EXTRAIT DU DOCUMENT >>
________________
CHAPITRE XXV
Contre le « quiétisme »(*)

Bien que nous ayons souvent parlé déjà des différences profondes qui séparent le mysticisme de tout ce qui est d’ordre ésotérique et initiatique, nous ne croyons pas inutile de revenir sur un point particulier qui se rattache à cette question, ayant eu l’occasion de constater qu’il y a là encore une erreur assez répandue : il s’agit de la qualification de « quiétisme » appliquée à certaines doctrines orientales. Que ce soit une erreur, cela résulte déjà du fait que ces doctrines n’ont rien de mystique, tandis que le terme même de « quiétisme » a été créé spécialement pour désigner une forme de mysticisme, qui est d’ailleurs de celles qu’on peut appeler « aberrantes », et dont le caractère principal est de pousser à l’extrême la passivité qui, à un degré ou à un autre, est inhérente au mysticisme comme tel. Or, d’une part, il convient de ne pas étendre des termes de ce genre à ce qui ne relève pas du domaine mystique, car ils deviennent alors aussi impropres que les étiquettes philosophiques quand on prétend les appliquer en dehors de la philosophie ; et, d’autre part, la passivité, même dans les limites où elle peut être considérée en quelque sorte comme « normale » au point de vue mystique, et à plus forte raison dans son exagération « quiétiste », est tout à fait étrangère aux doctrines dont il s’agit. À vrai dire, nous soupçonnons que l’imputation de « quiétisme », tout comme celle de « panthéisme », n’est bien souvent, chez certains, qu’un prétexte pour écarter ou déprécier une doctrine sans se donner la peine de l’étudier plus profondément et de chercher vraiment à la comprendre ; il en est ainsi, plus généralement, de toutes les épithètes « péjoratives » qu’on emploie à tort et à travers pour qualifier des doctrines fort diverses, en reprochant à celles-ci de « tomber » dans ceci ou cela, expression habituelle en pareil cas et qui est très significative à cet égard ; mais, comme nous l’avons fait remarquer en d’autres occasions, toute erreur a nécessairement quelque raison de se produire, de sorte qu’il est bon, malgré tout, d’examiner les choses d’un peu plus près.
________________
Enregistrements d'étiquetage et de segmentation
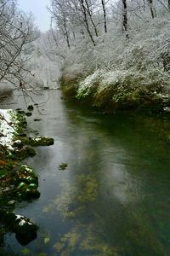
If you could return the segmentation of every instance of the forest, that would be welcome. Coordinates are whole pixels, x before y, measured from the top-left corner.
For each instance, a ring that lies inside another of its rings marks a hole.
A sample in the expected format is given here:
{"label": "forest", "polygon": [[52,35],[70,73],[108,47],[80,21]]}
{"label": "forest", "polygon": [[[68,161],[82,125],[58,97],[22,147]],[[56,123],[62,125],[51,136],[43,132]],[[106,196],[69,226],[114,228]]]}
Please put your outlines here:
{"label": "forest", "polygon": [[170,0],[47,9],[0,0],[0,255],[170,255]]}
________________
CONSIGNE >> D'après le texte sur le quiétisme, pourquoi est-ce une erreur d'appliquer le terme de « quiétisme » à certaines doctrines orientales ? Répondez en une à trois phrases, s'il vous plaît.

RÉPONSE >> Ces doctrines n'ont rien de mystique, alors que le terme de « quiétisme » a été créé spécialement pour désigner une forme de mysticisme qui pousse à l'extrême la passivité inhérente au mysticisme. Un tel terme devient impropre dès qu'on l'étend hors du domaine mystique. De plus, la passivité, qu'elle soit « normale » ou poussée jusqu'à l'exagération « quiétiste », est tout à fait étrangère à ces doctrines.